— START —

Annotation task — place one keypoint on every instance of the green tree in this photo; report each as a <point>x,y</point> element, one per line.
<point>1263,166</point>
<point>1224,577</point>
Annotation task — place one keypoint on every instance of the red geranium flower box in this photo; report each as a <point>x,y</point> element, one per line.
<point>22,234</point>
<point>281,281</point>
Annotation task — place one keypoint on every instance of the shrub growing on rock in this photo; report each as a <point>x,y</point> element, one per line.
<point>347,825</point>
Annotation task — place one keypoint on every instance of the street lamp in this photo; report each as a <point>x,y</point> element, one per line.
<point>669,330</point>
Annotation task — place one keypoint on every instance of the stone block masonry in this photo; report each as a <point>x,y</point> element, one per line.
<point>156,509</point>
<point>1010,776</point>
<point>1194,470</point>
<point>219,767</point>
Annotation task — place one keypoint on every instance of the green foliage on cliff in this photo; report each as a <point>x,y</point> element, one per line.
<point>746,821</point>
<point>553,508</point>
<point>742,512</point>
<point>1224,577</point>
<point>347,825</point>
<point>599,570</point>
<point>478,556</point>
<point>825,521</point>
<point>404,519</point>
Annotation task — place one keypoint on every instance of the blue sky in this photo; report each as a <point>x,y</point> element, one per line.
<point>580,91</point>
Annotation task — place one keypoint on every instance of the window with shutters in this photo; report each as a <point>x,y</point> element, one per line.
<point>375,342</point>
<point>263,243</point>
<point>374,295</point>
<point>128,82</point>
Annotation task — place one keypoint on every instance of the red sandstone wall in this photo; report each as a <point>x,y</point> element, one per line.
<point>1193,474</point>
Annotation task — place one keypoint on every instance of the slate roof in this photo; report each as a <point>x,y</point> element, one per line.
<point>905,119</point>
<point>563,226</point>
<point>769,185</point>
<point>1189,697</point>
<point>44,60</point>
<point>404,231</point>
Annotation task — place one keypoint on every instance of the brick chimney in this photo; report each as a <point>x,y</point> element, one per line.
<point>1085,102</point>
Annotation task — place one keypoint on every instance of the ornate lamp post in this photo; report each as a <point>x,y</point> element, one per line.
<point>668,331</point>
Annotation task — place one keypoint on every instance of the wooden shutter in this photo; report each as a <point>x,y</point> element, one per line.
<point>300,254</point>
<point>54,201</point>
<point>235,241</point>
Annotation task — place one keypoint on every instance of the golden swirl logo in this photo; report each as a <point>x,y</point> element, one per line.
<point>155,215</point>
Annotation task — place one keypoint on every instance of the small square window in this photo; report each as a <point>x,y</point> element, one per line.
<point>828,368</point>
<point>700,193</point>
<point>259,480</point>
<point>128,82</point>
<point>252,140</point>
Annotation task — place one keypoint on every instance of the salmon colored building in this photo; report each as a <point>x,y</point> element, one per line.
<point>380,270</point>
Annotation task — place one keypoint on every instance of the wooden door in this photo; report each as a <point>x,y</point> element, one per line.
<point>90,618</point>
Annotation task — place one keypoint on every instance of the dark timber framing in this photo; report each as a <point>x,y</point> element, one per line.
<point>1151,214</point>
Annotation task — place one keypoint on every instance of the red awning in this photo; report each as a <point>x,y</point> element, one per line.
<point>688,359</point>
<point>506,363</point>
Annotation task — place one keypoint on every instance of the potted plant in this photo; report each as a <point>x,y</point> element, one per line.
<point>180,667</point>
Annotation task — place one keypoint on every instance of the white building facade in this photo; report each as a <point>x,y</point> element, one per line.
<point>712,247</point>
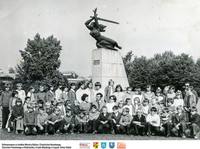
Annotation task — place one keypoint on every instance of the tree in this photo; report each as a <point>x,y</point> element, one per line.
<point>163,69</point>
<point>11,70</point>
<point>40,61</point>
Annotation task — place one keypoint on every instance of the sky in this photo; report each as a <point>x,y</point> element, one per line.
<point>146,27</point>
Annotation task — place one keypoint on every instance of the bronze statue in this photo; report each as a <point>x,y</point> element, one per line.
<point>95,31</point>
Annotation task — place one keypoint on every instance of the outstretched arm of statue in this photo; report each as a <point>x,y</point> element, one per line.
<point>87,23</point>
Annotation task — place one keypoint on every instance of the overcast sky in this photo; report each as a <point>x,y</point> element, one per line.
<point>146,27</point>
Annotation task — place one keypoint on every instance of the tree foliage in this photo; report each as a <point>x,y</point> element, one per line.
<point>40,62</point>
<point>163,69</point>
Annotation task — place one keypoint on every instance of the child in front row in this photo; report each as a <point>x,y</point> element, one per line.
<point>153,122</point>
<point>138,124</point>
<point>42,121</point>
<point>92,117</point>
<point>81,122</point>
<point>103,125</point>
<point>55,122</point>
<point>69,121</point>
<point>194,125</point>
<point>125,122</point>
<point>179,122</point>
<point>18,115</point>
<point>115,118</point>
<point>30,121</point>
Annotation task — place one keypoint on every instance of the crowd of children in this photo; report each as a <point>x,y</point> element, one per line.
<point>88,109</point>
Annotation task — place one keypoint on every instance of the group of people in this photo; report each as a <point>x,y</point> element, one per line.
<point>92,109</point>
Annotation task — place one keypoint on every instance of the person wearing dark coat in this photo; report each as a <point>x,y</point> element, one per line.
<point>179,121</point>
<point>115,118</point>
<point>103,123</point>
<point>138,124</point>
<point>194,125</point>
<point>4,104</point>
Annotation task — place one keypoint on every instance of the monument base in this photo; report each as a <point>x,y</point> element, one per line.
<point>108,64</point>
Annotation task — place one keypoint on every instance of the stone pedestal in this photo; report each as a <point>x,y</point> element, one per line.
<point>108,64</point>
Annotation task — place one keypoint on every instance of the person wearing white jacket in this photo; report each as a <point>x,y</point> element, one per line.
<point>153,122</point>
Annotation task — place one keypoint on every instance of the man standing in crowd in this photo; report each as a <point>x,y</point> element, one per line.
<point>21,92</point>
<point>109,90</point>
<point>58,93</point>
<point>90,92</point>
<point>4,104</point>
<point>98,89</point>
<point>80,92</point>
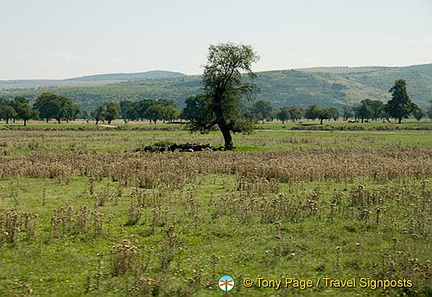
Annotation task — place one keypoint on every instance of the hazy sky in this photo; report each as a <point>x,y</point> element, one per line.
<point>70,38</point>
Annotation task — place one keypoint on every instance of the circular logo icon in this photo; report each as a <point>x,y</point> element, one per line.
<point>226,283</point>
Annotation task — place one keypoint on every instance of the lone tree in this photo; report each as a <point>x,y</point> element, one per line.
<point>400,106</point>
<point>227,79</point>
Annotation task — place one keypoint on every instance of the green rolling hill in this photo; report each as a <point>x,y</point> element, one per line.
<point>326,86</point>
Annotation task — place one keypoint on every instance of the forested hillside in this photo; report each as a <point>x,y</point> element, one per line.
<point>335,86</point>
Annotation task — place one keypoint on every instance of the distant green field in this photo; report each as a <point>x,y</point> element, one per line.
<point>333,212</point>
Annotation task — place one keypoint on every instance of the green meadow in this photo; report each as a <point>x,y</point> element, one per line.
<point>298,209</point>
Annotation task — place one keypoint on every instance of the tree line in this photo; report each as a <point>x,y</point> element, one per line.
<point>50,106</point>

— END —

_Problem statement_
Transcribe all of the data above word for word, leaving the pictures out of your copy.

_Result of the task_
Annotation task — place one keypoint on every instance of the green tree in this photo; report each as a <point>x,y</point> element, one per line.
<point>1263,166</point>
<point>1224,577</point>
Annotation task — place one keypoint on every instance of the red geranium flower box in this photo; report each as a <point>x,y</point> element, one per line.
<point>22,234</point>
<point>281,281</point>
Annotation task — place one keypoint on every instance of the shrub growing on rock in this photo; report each as a <point>x,y</point> element, one per line.
<point>347,825</point>
Annotation task — place one keypoint on every instance of the street lamp in this photo; report each as a <point>x,y</point> element, one per line.
<point>669,330</point>
Annotation task — place one keypoint on every instance of the stone block masonry in this photo; report each as a <point>x,y</point> element, one per line.
<point>156,509</point>
<point>1010,776</point>
<point>1194,470</point>
<point>219,767</point>
Annotation task — place one keypoint on every instance of the green foliage on cliff in this photo; report each as a <point>x,y</point> element, one per line.
<point>746,821</point>
<point>553,508</point>
<point>742,512</point>
<point>1224,577</point>
<point>347,825</point>
<point>599,570</point>
<point>478,556</point>
<point>825,521</point>
<point>404,519</point>
Annotation task — place one keypoint on every instance of the blue sky in this photo; report each as a <point>x,y</point> element, one per line.
<point>580,91</point>
Annotation task — place one keypoint on every instance of the window with shutters in this photo; report each as a <point>x,y</point> element, one per line.
<point>375,342</point>
<point>263,243</point>
<point>374,295</point>
<point>128,82</point>
Annotation task — place one keypoint on every instance of the red sandstone wall in this photo; report each as a <point>x,y</point> element, one per line.
<point>1193,474</point>
Annotation task — place one keypoint on every instance of the slate roof in this photo; report each as a <point>x,y</point> element, one per line.
<point>905,119</point>
<point>563,226</point>
<point>769,185</point>
<point>1189,697</point>
<point>44,60</point>
<point>404,231</point>
Annotation task — place one keypoint on every instance of the brick chimney in this photo; report each as a <point>x,y</point> element, one per line.
<point>1085,102</point>
Annotation task — place one keypoint on every instance of the ornate lamp post in this photo; report each as a <point>x,y</point> element, one per line.
<point>668,331</point>
Annotation task — place one keypoint on every instance of the wooden shutter in this photo; report each as a <point>x,y</point> element, one per line.
<point>300,254</point>
<point>54,201</point>
<point>235,241</point>
Annotation task — place one keypoint on every instance of the golden swirl logo in this photo; report each as a <point>x,y</point> element, one per line.
<point>155,215</point>
Annotation task — place one keypoint on every instance of the small square window in this photo; report each as a <point>x,y</point> element, one per line.
<point>828,368</point>
<point>700,193</point>
<point>259,480</point>
<point>128,82</point>
<point>252,140</point>
Annotation task — place one keypoint on every instance of the salmon colored building in this photo; report each as a <point>x,y</point> element, one per line.
<point>380,270</point>
Annotation task — place one keypoint on every instance of the wooden door in this photo; report each as a <point>x,y</point> element, one per line.
<point>90,618</point>
Annotation task — place one keypoint on every instance of the dark timber framing in this photo; report each as a <point>x,y</point> element, one per line.
<point>1151,214</point>
Annotation task — place one keypoint on every instance of the red awning in this photo; report each as a <point>x,y</point> element, one per line.
<point>688,359</point>
<point>506,363</point>
Annotation task — place one keypoint on every instance of the potted plant in this photo; report each as a <point>x,y</point> element, one per line.
<point>180,667</point>
Annotation task — place one keypoint on every instance of the white building facade in this photo; report each as a <point>x,y</point> element, one per line.
<point>712,247</point>
Annotation task — place one keypoint on every instance of the tree in this photo; report each as a <point>x,y</point> element, one per line.
<point>163,69</point>
<point>11,70</point>
<point>40,61</point>
Annotation task — place one keypoint on every instance of the sky in this photo; report each as a <point>x,y</point> element, one per line.
<point>146,27</point>
Annotation task — place one keypoint on every instance of the bronze statue in this photo; report each as a <point>x,y</point> element, one per line.
<point>95,31</point>
Annotation task — place one keypoint on every instance of the outstretched arm of statue in this photo; report each as a <point>x,y</point> element, one per line.
<point>87,23</point>
Annotation task — place one keypoint on every instance of the overcast sky in this photo; report each as a <point>x,y</point> element, one per line.
<point>146,27</point>
Annotation task — place one keypoint on every instance of the tree foliage in this photo; report each as a <point>x,y</point> element, one per line.
<point>40,62</point>
<point>163,69</point>
Annotation task — place one keypoint on every instance of the child in front row in this photo; report each as a <point>x,y</point> element, one per line.
<point>153,122</point>
<point>138,124</point>
<point>42,121</point>
<point>92,117</point>
<point>81,122</point>
<point>103,125</point>
<point>55,122</point>
<point>69,121</point>
<point>194,125</point>
<point>125,122</point>
<point>179,122</point>
<point>18,115</point>
<point>115,118</point>
<point>30,121</point>
Annotation task — place one keypoint on every instance of the crowd of children in this photo; report each as a <point>x,y</point> element, one per line.
<point>88,109</point>
Annotation task — place one keypoint on every instance of the group of people in this photo; report each as a <point>x,y</point> element, one per line.
<point>92,109</point>
Annotation task — place one keypoint on every instance of the person wearing dark coat in this photo; report each as a <point>x,y</point> element, one per line.
<point>179,121</point>
<point>115,118</point>
<point>103,123</point>
<point>138,124</point>
<point>194,125</point>
<point>4,104</point>
Annotation task — place one keypoint on every instance of the monument base in this photo; report each as a <point>x,y</point> element, one per line.
<point>108,64</point>
Annotation task — place one keypoint on every instance of the stone pedestal in this photo; report each as a <point>x,y</point> element, one per line.
<point>108,64</point>
Annotation task — place one keypoint on every instance of the person wearing white jacket in this photo; report each as a <point>x,y</point> element, one per line.
<point>153,122</point>
Annotation task — place one keypoint on every instance of the man standing in crowd in this photo; report each as a <point>x,y</point> element, one per line.
<point>21,92</point>
<point>109,90</point>
<point>58,93</point>
<point>90,92</point>
<point>4,104</point>
<point>98,89</point>
<point>80,92</point>
Annotation task — place one keypoint on every instance of the hazy sky in this photo; report each as a <point>x,y</point> element, one per line.
<point>70,38</point>
Annotation task — place one keypoint on every instance of the circular logo icon in this photo; report each as a <point>x,y</point> element, one per line.
<point>226,283</point>
Annotation task — place one keypoint on every instance of the lone tree in this photo; report each as a <point>x,y</point> element, one per line.
<point>400,106</point>
<point>227,79</point>
Annotation task — place one keypoint on every instance of the green rolling hill in this photo; report each as a <point>x,y</point> element, one per line.
<point>326,86</point>
Annotation task — place one keypoint on every instance of the forested hillside in this photo; report each as a <point>x,y</point> element, one per line.
<point>335,86</point>
Annotation task — place one keypoint on every instance of the distant green field in this photo; report each as a <point>x,y</point> element, one per line.
<point>333,212</point>
Annotation task — place one keypoint on every instance of the green meadow in this photo; report each as a <point>x,y</point> element, one per line.
<point>298,209</point>
Annotation task — place one keypoint on every instance of the tree line in this photo; report each as a <point>x,y</point> element, one per line.
<point>50,106</point>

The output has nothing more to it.